Although the entries contain pictures, the copy should hold only their exact text.

Data for processing:
□ □ □ □ □ □ □
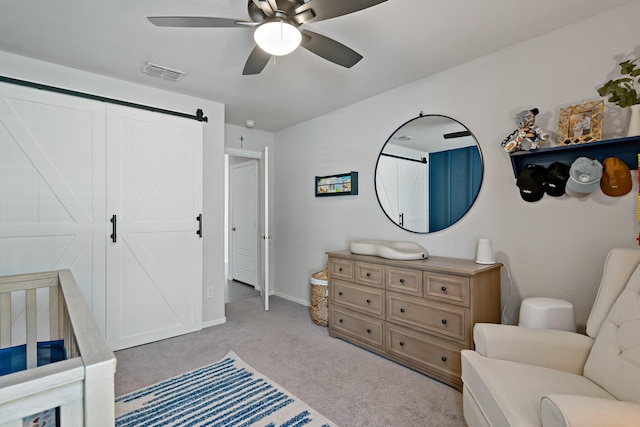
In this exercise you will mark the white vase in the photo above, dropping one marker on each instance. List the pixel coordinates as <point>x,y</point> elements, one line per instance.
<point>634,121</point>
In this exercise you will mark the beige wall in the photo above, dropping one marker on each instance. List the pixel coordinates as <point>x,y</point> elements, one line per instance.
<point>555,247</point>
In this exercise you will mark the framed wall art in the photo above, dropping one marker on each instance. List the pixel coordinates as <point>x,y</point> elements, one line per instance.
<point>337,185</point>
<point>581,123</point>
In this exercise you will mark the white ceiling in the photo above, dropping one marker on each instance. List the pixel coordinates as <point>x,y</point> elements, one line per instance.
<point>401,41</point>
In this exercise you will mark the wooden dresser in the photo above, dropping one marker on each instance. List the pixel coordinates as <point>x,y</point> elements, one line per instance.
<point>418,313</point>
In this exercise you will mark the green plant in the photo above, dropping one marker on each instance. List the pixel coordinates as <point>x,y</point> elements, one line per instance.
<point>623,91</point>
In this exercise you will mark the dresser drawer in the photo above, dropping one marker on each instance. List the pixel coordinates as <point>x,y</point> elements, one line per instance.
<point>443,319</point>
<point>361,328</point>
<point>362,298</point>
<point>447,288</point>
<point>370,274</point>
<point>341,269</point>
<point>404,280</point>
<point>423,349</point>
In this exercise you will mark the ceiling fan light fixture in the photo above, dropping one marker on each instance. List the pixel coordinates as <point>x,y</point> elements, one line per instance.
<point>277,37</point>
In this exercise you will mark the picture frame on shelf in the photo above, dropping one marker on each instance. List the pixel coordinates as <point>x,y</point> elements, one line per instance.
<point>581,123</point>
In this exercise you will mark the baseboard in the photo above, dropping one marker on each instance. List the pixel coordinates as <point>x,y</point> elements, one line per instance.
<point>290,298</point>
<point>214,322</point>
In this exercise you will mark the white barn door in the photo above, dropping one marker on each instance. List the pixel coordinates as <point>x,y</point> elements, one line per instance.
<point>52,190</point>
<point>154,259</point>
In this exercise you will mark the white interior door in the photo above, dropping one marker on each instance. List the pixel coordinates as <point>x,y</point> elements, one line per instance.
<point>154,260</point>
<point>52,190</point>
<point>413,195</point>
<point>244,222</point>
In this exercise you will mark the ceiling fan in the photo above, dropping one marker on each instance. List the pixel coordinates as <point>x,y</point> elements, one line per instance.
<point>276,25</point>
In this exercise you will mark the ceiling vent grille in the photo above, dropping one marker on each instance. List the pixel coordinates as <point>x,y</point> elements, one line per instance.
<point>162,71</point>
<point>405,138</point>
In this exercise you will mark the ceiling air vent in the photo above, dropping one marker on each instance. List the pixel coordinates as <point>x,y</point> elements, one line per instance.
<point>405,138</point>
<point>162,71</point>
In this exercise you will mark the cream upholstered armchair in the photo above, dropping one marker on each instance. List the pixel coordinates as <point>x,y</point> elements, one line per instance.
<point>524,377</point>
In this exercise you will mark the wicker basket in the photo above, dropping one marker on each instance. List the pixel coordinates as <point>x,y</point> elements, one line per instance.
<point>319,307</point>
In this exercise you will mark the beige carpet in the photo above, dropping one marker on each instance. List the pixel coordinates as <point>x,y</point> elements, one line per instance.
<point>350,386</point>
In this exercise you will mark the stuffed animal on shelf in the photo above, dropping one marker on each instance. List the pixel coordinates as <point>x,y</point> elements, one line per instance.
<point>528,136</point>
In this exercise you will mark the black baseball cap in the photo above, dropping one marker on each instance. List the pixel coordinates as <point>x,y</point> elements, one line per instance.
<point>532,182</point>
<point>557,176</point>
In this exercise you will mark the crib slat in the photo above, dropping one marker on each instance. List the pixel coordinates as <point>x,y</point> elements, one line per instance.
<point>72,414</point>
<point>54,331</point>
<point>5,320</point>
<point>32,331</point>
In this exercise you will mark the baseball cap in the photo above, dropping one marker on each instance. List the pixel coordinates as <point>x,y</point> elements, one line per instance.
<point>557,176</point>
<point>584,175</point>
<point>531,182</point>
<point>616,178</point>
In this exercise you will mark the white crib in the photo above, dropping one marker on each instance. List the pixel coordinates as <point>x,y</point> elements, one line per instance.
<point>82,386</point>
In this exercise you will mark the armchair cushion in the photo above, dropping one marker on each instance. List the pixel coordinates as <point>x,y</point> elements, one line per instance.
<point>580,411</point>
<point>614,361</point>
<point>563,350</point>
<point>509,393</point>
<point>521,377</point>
□ □ □ □ □ □ □
Response below:
In this exercise you will mark the white vase in the photo above, dropping one marker on each instance. List the pixel coordinates as <point>x,y</point> elements, one line per instance.
<point>634,121</point>
In this exercise you will mark the beige wall in the photo above, dropping one marker on each instance. List the pixel coordinates as <point>x,y</point> elements, one line per instance.
<point>555,247</point>
In this exercise you will mark the framed wall art in the photo above, dropping one marker on each instance. List the pixel coordinates as <point>x,y</point> elements, one line per instance.
<point>337,185</point>
<point>581,123</point>
In this exercise you will mark the white ceiling in the photo above, dropping one marker on each instance. List the pixel coordinates as <point>x,y</point> elements, one line per instance.
<point>401,41</point>
In this exercise you will mark the wooden dresser in the photo above, dropping one marker on each instance. List the pixel coordinates as <point>x,y</point> elements, one line per instance.
<point>418,313</point>
In this exercise you will mark the green plant in the photo above, dropping one marker on each instance. List the pixel coordinates as <point>x,y</point> elements, one line per instance.
<point>623,91</point>
In this exercise you will mark the dresser drawer in the photo above, dropping one marker on each instance. List the pixel coordinates as <point>x,y</point> elements, one line per instance.
<point>443,319</point>
<point>361,328</point>
<point>362,298</point>
<point>447,288</point>
<point>370,274</point>
<point>341,269</point>
<point>404,280</point>
<point>423,349</point>
In this exercise you will mark the ceiling fan light fixture in the photo above, dropping one marker on each instance. List the pixel coordinates as <point>x,y</point> elements, one line per instance.
<point>277,37</point>
In this exercise you will mark the picture frame on shelf in the photo above, dropping one marker on each instance. List the pixel coordinates as <point>x,y</point> elements, one line per instance.
<point>581,123</point>
In this exercise you will mark the baseboard in the photo above, dropping one marker on each instance. List the pixel coordinates as <point>x,y</point> elements, one line per instance.
<point>290,298</point>
<point>214,322</point>
In this exercise you will mark the white barn door in the photo above, dropping one marker on each instance. List the pixel coordinates as <point>x,y</point> elements, one line per instance.
<point>52,190</point>
<point>154,259</point>
In this exercise you will mark the white interior door in the photo above, dropping one marker on each instance. List the pixel coordinates as <point>x,y</point> elements, one line per instance.
<point>154,260</point>
<point>52,190</point>
<point>413,195</point>
<point>244,222</point>
In this exercise you will mark the ceiling fan in the photo above, dropping one marker on each instance. List the pixel coordinates as <point>x,y</point> elements, one line per instance.
<point>276,25</point>
In this exercise you will mark the ceiling vent grille in the photo above, dropping one marker on each instance. List the pixel coordinates as <point>x,y</point> elements, one line per instance.
<point>162,71</point>
<point>405,138</point>
In this exercise you will mark the ceiling air vent in the photo above, dropping one marker on each instance. List the pixel coordinates as <point>x,y</point> elements, one line per instance.
<point>405,138</point>
<point>162,71</point>
In this exercise you will mark the cream upholstered armchair in the photo above, dropping one marker on each instance. List the pixel coordinates as <point>x,y</point> elements, one line per instance.
<point>524,377</point>
In this exercise you will mark the wicker basket in the photo above, dropping one marker on each instance. List the pixel coordinates as <point>x,y</point> elements, one line per instance.
<point>319,307</point>
In this exercise you will mark the beige carpet in the photo above, dropping one marker on each instance. List the pixel coordinates as <point>x,y</point> elements, one line per instance.
<point>350,386</point>
In this exercise you will mark the stuffed animal on shelf in the photo above, dropping one marker on each instance. List the pixel coordinates as <point>x,y</point> elements, one line per instance.
<point>528,136</point>
In this exercise you will mark the black baseball cap in the photo above, dropping one marker on each instance. List the pixel coordinates as <point>x,y</point> elements, one line per instance.
<point>532,182</point>
<point>557,176</point>
In this exercise you will mark the crib slat in the photo above, dropping one marker on each instance. List the pixel coordinates as <point>x,y</point> elements, one line per instance.
<point>72,414</point>
<point>54,331</point>
<point>5,320</point>
<point>32,331</point>
In this exercise you will mark the baseball cap in the photo above, dropping one marker on each instance. List the pixel coordinates as <point>x,y</point> elements, one line per instance.
<point>557,176</point>
<point>584,175</point>
<point>531,182</point>
<point>616,178</point>
In this exercise you will mark the white crib in the photo above, dropping one marker on each instance. List the pixel coordinates as <point>x,y</point> elements, one line per instance.
<point>82,386</point>
In this exercise you will mark the armchair cushion in the photo above, dropping one marker on each instance. List the pixel coordinates as <point>x,y</point> elements, one line per instance.
<point>580,411</point>
<point>614,361</point>
<point>563,350</point>
<point>509,393</point>
<point>521,377</point>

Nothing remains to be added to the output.